ACTIVITY
Using the data that follows, return exactly the lines from the one that contains "Pick out a point on every instance of the snow-covered" through the one that contains "Pick out a point on every instance of the green", ends included.

<<<<

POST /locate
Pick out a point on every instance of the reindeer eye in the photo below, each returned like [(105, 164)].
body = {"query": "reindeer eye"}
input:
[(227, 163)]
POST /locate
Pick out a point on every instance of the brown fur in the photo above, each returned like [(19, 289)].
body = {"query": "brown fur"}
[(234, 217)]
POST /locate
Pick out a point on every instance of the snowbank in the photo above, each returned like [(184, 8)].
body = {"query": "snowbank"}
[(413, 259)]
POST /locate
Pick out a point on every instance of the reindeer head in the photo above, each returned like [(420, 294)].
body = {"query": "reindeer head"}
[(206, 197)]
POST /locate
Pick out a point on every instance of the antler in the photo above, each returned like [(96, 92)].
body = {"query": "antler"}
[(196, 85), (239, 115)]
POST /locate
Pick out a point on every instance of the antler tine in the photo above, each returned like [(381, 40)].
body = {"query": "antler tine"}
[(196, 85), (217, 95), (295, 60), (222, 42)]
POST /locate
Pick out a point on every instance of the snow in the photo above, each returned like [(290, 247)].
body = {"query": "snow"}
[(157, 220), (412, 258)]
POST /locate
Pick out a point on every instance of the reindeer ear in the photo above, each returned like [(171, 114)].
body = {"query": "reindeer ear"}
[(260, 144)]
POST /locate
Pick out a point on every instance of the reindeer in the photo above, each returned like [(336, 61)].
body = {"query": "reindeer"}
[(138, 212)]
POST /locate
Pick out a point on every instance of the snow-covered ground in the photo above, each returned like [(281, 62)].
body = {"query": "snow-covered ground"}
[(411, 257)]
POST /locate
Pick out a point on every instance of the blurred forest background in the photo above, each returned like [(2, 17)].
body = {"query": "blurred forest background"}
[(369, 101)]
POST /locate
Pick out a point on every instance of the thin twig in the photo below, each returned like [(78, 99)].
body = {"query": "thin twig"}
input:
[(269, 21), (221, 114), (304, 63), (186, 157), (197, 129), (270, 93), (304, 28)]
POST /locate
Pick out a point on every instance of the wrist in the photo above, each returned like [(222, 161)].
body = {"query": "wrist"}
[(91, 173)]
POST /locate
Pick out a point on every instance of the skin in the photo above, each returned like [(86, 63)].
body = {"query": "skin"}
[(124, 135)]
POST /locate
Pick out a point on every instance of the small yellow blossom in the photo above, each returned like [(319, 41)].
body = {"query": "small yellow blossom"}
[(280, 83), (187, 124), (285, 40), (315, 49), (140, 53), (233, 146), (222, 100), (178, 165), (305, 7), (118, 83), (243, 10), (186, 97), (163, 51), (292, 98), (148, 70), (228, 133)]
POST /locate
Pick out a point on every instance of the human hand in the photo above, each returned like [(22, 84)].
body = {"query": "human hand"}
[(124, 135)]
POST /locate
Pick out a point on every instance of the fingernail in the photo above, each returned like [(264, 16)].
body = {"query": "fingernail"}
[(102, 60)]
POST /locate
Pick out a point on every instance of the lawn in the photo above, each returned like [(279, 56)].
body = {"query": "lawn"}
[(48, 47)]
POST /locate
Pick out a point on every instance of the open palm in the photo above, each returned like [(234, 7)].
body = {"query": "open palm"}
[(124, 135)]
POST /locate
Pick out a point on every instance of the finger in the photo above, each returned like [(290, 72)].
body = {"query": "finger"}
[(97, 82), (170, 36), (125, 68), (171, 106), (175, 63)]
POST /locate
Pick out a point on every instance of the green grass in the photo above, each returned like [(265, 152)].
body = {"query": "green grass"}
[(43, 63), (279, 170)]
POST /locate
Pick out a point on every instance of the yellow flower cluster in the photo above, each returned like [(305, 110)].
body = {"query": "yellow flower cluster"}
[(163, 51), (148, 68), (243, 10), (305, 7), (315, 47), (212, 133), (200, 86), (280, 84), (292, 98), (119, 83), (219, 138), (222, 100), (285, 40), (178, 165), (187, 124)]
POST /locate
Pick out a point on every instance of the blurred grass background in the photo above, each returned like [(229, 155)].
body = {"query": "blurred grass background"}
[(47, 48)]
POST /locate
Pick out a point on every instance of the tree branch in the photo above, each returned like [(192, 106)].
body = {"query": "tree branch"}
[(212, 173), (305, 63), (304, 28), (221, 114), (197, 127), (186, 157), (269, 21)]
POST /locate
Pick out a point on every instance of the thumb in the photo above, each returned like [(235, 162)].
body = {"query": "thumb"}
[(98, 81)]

>>>>
<<<<

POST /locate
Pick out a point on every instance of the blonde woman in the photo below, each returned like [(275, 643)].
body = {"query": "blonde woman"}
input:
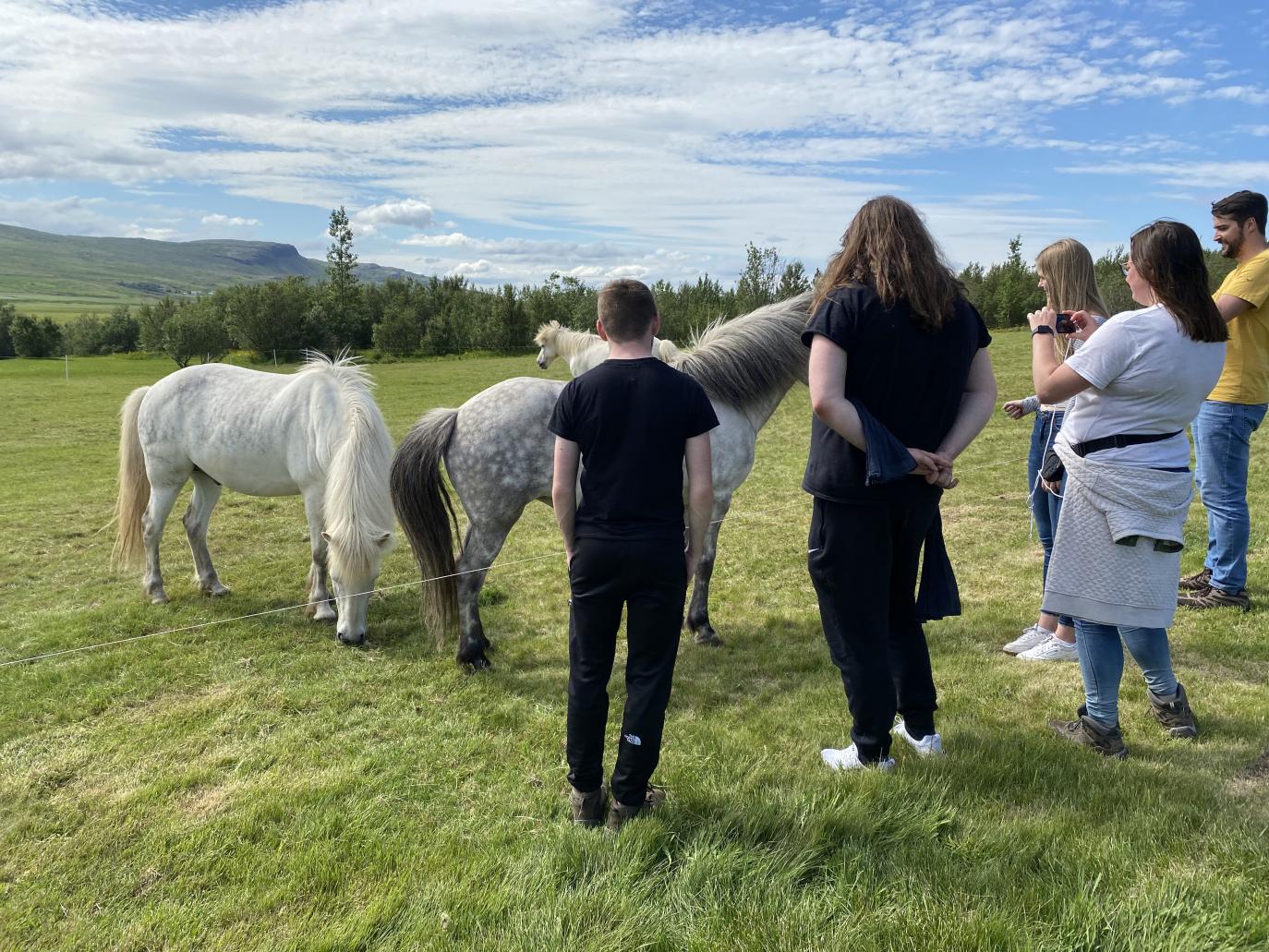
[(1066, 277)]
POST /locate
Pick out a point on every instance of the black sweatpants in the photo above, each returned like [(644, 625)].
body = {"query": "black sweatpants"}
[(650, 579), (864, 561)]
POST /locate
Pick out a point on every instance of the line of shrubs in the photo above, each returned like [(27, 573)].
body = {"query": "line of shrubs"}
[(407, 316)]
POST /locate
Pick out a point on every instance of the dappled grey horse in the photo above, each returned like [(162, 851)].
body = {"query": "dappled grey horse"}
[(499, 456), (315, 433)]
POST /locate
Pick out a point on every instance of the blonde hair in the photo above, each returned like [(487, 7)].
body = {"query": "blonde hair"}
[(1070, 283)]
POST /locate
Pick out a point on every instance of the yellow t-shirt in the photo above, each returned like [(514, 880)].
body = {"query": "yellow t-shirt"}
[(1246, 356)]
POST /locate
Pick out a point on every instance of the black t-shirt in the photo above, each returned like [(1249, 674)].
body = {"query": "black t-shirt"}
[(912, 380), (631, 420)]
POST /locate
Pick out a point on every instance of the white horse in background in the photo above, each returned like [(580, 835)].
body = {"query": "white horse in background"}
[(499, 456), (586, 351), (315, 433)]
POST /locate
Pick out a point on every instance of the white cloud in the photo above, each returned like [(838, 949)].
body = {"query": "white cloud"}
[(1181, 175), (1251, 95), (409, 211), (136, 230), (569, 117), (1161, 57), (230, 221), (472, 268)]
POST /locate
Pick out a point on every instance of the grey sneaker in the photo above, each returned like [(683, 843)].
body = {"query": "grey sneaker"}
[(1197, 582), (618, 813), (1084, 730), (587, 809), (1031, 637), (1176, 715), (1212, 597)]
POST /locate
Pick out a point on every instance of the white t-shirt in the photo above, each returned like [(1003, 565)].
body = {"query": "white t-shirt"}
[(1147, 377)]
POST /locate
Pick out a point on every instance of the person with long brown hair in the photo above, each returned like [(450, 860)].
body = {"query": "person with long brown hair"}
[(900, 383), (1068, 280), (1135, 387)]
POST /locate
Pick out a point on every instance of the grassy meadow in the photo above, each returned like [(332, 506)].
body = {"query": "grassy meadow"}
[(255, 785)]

>>>>

YOUR RESPONSE
Pick out a point on every instance of the snow-covered ground in the photo above, each returned like [(281, 62)].
body = {"query": "snow-covered ground"}
[(411, 257)]
POST /locate
Pick out a point on every instance of the blurred forest background in the photo above, each returned like [(2, 17)].
body = {"query": "blurred forest background"}
[(369, 101)]
POST /locate
Pick out a point on every instance of the thin twig in the photo below, each returned like [(78, 99)].
body = {"query": "thin twig"}
input:
[(269, 21), (221, 114), (304, 63), (186, 157), (197, 129), (270, 93), (304, 28)]
POST /locate
Pick out a point on every instance of the wrist in the photo above, each returned like [(222, 161)].
body = {"query": "wrist"}
[(91, 173)]
POST /locate
Pick out a point on every instance of the skin in the photo above, each returned like [(86, 63)].
body = {"query": "skin"}
[(124, 135)]
POST /locate
Pick out a point on every instance of the small yellow blossom in the photo above, each returned like [(319, 41)].
body = {"query": "small yellow blossom"}
[(280, 83), (187, 124), (285, 40), (315, 49), (140, 53), (233, 146), (222, 100), (178, 165), (305, 7), (118, 83), (243, 10), (186, 97), (163, 51), (292, 98), (148, 70), (228, 133)]
POST /locate
Pick out a point on every instance of the human hand in the photo above, each returned like [(22, 84)].
body = {"query": "human hand"}
[(124, 135)]
POST /locate
Pick out a point on every instance of the fingernail in the photo above, each returned like [(264, 16)].
body = {"query": "fingernail"}
[(102, 60)]
POST /locate
Pick out a point on every instance of the lawn in the photo above, each returned like [(279, 56)].
body = {"query": "lawn"}
[(48, 47)]
POST /locate
Pick out a point on every instance of the open palm in the photo above, each returned like [(234, 7)].
body = {"query": "open palm"}
[(124, 135)]
POST /locate
Pick out a point on every instance of the finger in the photo above, each returned like [(290, 72)].
body = {"query": "finger"}
[(97, 82), (170, 36), (125, 68), (171, 106), (175, 63)]
POST /locate
Pick out a point on every instance of the green grass in the photo above, each returned like [(265, 152)].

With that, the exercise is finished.